Excerpt from a dataset
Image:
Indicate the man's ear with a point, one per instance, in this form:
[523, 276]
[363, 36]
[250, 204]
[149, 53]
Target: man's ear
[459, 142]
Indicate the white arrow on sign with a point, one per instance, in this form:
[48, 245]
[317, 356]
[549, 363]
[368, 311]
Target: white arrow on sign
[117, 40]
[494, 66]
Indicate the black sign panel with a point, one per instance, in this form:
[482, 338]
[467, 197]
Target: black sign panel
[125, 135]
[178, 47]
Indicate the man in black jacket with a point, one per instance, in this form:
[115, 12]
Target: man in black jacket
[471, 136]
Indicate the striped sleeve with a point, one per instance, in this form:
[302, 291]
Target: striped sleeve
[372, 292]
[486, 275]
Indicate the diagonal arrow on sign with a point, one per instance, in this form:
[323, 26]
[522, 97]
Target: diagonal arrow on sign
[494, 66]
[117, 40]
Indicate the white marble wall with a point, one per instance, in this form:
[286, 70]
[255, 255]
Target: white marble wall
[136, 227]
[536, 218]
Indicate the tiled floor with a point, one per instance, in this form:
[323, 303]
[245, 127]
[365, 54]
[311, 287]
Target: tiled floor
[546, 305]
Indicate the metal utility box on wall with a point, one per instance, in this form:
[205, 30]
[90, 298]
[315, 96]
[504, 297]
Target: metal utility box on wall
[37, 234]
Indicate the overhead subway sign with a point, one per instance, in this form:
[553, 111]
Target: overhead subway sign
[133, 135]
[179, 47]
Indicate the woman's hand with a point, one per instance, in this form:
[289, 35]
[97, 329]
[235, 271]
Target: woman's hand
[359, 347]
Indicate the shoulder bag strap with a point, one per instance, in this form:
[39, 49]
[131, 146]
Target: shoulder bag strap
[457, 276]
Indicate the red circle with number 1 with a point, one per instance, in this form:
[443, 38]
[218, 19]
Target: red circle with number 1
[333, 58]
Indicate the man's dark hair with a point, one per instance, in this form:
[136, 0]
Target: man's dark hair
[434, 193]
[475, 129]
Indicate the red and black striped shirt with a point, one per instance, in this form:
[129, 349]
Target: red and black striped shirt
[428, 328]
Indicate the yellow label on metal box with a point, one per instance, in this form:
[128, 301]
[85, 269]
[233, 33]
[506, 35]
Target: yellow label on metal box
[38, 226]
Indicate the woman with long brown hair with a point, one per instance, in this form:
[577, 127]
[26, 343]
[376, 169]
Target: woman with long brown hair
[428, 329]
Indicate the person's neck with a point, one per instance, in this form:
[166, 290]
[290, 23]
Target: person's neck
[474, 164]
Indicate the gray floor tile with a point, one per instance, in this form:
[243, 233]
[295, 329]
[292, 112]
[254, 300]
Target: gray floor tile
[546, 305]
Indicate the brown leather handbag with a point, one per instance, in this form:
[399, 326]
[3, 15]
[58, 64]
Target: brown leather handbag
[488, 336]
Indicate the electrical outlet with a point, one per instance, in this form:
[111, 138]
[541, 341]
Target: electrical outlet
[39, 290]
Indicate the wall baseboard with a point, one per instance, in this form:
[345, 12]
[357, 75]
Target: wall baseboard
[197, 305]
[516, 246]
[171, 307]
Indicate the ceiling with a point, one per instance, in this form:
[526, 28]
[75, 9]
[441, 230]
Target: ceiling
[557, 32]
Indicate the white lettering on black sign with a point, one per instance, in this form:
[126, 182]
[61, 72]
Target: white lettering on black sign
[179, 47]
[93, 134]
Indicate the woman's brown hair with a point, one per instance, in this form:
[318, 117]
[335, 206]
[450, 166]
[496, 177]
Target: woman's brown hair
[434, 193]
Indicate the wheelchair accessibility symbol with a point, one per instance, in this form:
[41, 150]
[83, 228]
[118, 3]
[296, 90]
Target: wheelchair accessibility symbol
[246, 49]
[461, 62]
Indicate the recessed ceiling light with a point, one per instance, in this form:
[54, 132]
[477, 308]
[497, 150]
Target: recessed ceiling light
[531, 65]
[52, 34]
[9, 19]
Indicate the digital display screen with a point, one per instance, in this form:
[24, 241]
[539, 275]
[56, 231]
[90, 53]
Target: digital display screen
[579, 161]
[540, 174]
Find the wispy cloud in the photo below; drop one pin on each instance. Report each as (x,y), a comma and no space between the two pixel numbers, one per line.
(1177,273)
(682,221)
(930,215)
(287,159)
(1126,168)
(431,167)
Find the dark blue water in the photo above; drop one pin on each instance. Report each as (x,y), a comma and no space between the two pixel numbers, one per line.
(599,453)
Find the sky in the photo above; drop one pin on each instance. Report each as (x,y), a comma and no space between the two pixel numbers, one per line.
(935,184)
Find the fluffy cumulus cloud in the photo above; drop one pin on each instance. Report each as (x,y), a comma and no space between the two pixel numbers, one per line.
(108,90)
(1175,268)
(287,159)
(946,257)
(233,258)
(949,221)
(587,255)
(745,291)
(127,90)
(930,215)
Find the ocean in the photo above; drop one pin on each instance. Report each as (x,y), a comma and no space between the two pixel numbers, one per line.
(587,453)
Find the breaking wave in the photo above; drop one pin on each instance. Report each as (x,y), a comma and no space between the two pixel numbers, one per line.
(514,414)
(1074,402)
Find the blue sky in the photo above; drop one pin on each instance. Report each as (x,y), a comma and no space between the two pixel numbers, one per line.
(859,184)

The exercise: Restate all of the entries above precisely.

Solution to the problem:
Image:
Indicate the man's ear with a point, one per instance, in this form:
[523, 276]
[363, 36]
[250, 204]
[149, 53]
Target: man's ear
[459, 142]
Indicate the white arrow on sign with a point, one per instance, in this form:
[48, 245]
[317, 356]
[549, 363]
[368, 311]
Target: white arrow on sign
[117, 40]
[494, 66]
Indicate the black sign panel with a point, one per instance, in this form:
[482, 338]
[467, 197]
Target: black sign panel
[125, 135]
[178, 47]
Indicate the man in black jacket with a point, one per instance, in this form:
[115, 12]
Target: man in black jacket
[471, 136]
Indicate the striped sleeve with a point, one per instance, in this form:
[302, 291]
Target: striped sleeve
[372, 292]
[486, 275]
Indicate the diagonal arrow on sign with a point, one per instance, in this form:
[323, 26]
[522, 97]
Target: diagonal arrow on sign
[494, 66]
[117, 40]
Indicate the white marble wall with a point, one per instance, in this form:
[286, 70]
[255, 255]
Target: white marble wall
[136, 227]
[536, 218]
Indicate the tiled floor with a point, one per instance, in this form:
[323, 303]
[245, 127]
[365, 54]
[311, 287]
Target: tiled floor
[546, 305]
Indicate the metal utility box on wall with a point, one per instance, in this form:
[205, 30]
[90, 298]
[315, 96]
[504, 297]
Target: metal utility box on wall
[37, 234]
Indicate the overhead subway sign with a point, one per instance, in this form:
[553, 111]
Target: overhead subway sign
[133, 135]
[179, 47]
Indicate the woman's hand with a point, one per instance, in this form:
[289, 35]
[97, 329]
[235, 271]
Target: woman's hand
[359, 347]
Indicate the shoulder bag strap with a point, one per instance, in this form:
[39, 49]
[131, 146]
Target: shoulder bag strap
[457, 276]
Indicate the red circle with number 1 with a point, one per instance, in this form:
[443, 38]
[218, 19]
Target: red circle with number 1
[333, 58]
Indicate the man's dark hair with a point, one per instance, in this form:
[136, 0]
Target: man's dark hair
[434, 193]
[475, 129]
Indicate the red and black striped shirt with a point, one per instance, in this form:
[129, 349]
Target: red and black striped shirt
[428, 328]
Indicate the yellow label on metal box with a point, one per instance, in this form:
[128, 301]
[85, 269]
[233, 33]
[506, 35]
Target: yellow label on metal box
[38, 226]
Indicate the woman with long brown hair with a point, one per instance, in this form:
[577, 127]
[26, 343]
[376, 169]
Target: woman with long brown hair
[428, 329]
Indicate the person's neck with a point, one per instance, in this form:
[166, 290]
[290, 23]
Target: person's neck
[474, 164]
Indicate the gray floor tile with a point, one per instance, in this form:
[243, 233]
[295, 329]
[292, 112]
[254, 300]
Target: gray floor tile
[546, 305]
Indicate the brown leather handbag with a point, one per instance, in this form:
[399, 326]
[3, 15]
[58, 64]
Target: brown leather handbag
[488, 336]
Indicate the electrical outlet with a point, one per instance, in this form:
[111, 138]
[541, 341]
Target: electrical outlet
[39, 290]
Indicate the wall baseboard with a point, one per instance, in this form:
[345, 12]
[357, 75]
Target: wall baseboard
[197, 305]
[516, 246]
[171, 307]
Indicate the ceiling with a point, one per instance, in this form:
[526, 28]
[75, 9]
[441, 230]
Target: ceiling
[557, 32]
Indicate the white lettering on black sign with a point, one per instance, in this form:
[126, 182]
[61, 72]
Target: white lettering on black sign
[179, 47]
[93, 134]
Indicate the woman's brown hair with a point, one per instance, in this form:
[318, 117]
[335, 206]
[450, 166]
[496, 177]
Target: woman's brown hair
[434, 193]
Indicate the wheelchair accessibility symbol with a point, one per instance, in this form:
[41, 150]
[83, 228]
[118, 3]
[296, 90]
Target: wheelchair accessibility symbol
[246, 49]
[461, 62]
Indicate the recessed ceiling light with a point, one per instance, in this form:
[54, 132]
[477, 308]
[497, 150]
Target: recessed ceiling light
[531, 65]
[52, 34]
[9, 19]
Indicate the digital display screen with a point, one per instance, in this form:
[24, 241]
[539, 275]
[56, 231]
[90, 53]
Target: digital display screen
[579, 161]
[540, 174]
Find the wispy cloud in the photo below; drop one pin on each instance. Report each as (x,y), a comma and no space between the two pixel numbers, one per line.
(1177,273)
(682,221)
(930,215)
(287,159)
(1126,168)
(431,167)
Find the dark blue water in the photo above; drop one pin on each instance. Report each as (x,y), a comma and no space between the two pixel numbers, one per line.
(599,453)
Find the sky in the photo above; drop one pin on each instance. Report each as (x,y), a comma and no space between the two pixel numbers, one per line.
(935,184)
Find the fluffy cumulus cloud in the photo above; drop one pin on each instance. Report each as (x,y), a comma and no space between the two pixel numbers, one per line.
(108,90)
(1175,268)
(287,159)
(946,257)
(233,258)
(949,221)
(587,255)
(745,291)
(127,90)
(930,215)
Find the ocean in the photo above; drop one pin on each instance. Report each as (x,y), a comma and no space between the two pixel numbers, one per line.
(587,453)
Find the breaking wave in the photo above; drop one pin on each instance. Report each as (x,y), a comma and no space between the two pixel numbers, one per line.
(514,414)
(1074,402)
Find the blue sky in the photo above; drop one pin on each instance. Report each as (x,y), a comma and no space between the two pixel numbers, one per line.
(859,184)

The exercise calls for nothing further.